Would you retype exactly the lines below, from the one containing "image: input photograph" through the end of the entries, both ends included, but not the pictures?
START Exercise inputs
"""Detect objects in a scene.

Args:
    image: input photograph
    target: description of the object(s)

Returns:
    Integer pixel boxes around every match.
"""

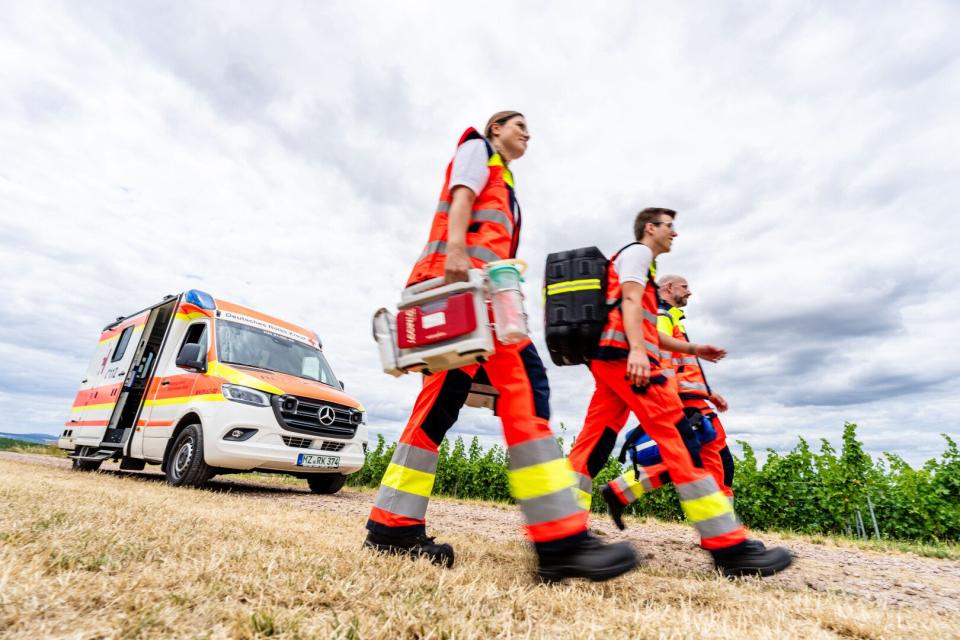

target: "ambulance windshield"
END Exercise inputs
> **Task response**
    image: input photograph
    target: description of the object(s)

Returns:
    Integer pixel boxes around every match.
"""


target: "ambulance windshield"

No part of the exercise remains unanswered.